ABOUT THIS EXERCISE: Write out every record below exactly as it appears, omitting the pictures.

INFORMATION PROVIDED:
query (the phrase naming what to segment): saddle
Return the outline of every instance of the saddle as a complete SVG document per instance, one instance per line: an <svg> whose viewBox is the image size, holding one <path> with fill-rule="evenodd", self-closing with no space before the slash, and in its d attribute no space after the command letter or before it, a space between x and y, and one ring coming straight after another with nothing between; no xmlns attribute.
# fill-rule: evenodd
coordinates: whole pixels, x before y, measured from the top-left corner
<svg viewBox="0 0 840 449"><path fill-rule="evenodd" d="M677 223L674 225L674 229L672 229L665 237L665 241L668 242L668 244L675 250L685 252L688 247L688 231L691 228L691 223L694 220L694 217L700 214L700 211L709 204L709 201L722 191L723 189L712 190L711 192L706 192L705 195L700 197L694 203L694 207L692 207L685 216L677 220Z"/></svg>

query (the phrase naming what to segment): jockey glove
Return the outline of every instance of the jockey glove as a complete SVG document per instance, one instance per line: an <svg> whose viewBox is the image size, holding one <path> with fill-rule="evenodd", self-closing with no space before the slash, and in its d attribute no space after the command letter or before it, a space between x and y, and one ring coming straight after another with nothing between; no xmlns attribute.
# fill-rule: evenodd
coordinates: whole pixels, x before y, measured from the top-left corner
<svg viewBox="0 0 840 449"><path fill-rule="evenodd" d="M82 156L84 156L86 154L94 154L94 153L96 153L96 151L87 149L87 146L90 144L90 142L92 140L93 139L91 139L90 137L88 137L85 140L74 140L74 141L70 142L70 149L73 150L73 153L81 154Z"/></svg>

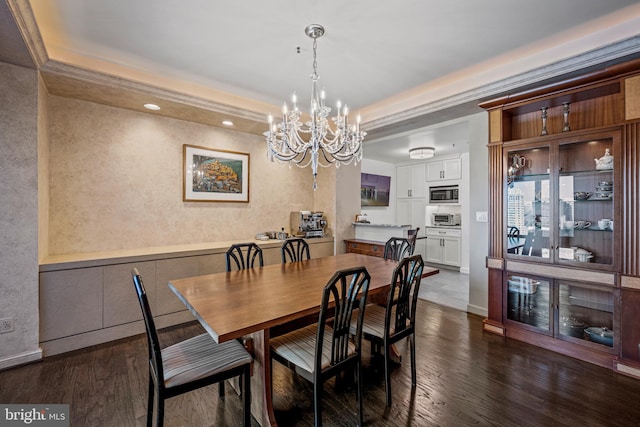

EXERCISE RESPONSE:
query (the phrase naming what to segment): saddle
Return the outline of every instance of the saddle as a complete SVG document per instance, one instance per line: an <svg> whose viewBox is the image size, holding one <path> with fill-rule="evenodd", self-closing with no space before the slash, and in its d attribute no space after the command letter or before it, a space between x and y, and one ring coming straight after another with nothing between; no xmlns attribute.
# fill-rule: evenodd
coordinates: whole pixels, x before y, measured from the top-left corner
<svg viewBox="0 0 840 449"><path fill-rule="evenodd" d="M677 223L674 225L674 229L672 229L665 237L665 241L668 242L668 244L675 250L685 252L688 247L688 231L691 228L691 223L694 220L694 217L700 214L700 211L709 204L709 201L722 191L723 189L712 190L711 192L706 192L705 195L700 197L694 203L694 207L692 207L685 216L677 220Z"/></svg>

query (the phrase naming what to segment): jockey glove
Return the outline of every instance of the jockey glove as a complete SVG document per instance, one instance per line: an <svg> whose viewBox is the image size, holding one <path> with fill-rule="evenodd", self-closing with no space before the slash, and in its d attribute no space after the command letter or before it, a space between x and y, and one ring coming straight after another with nothing between; no xmlns attribute.
# fill-rule: evenodd
coordinates: whole pixels, x before y, measured from the top-left corner
<svg viewBox="0 0 840 449"><path fill-rule="evenodd" d="M82 156L84 156L86 154L94 154L94 153L96 153L96 151L87 149L87 146L90 144L90 142L92 140L93 139L91 139L90 137L88 137L85 140L74 140L74 141L70 142L70 149L73 150L73 153L81 154Z"/></svg>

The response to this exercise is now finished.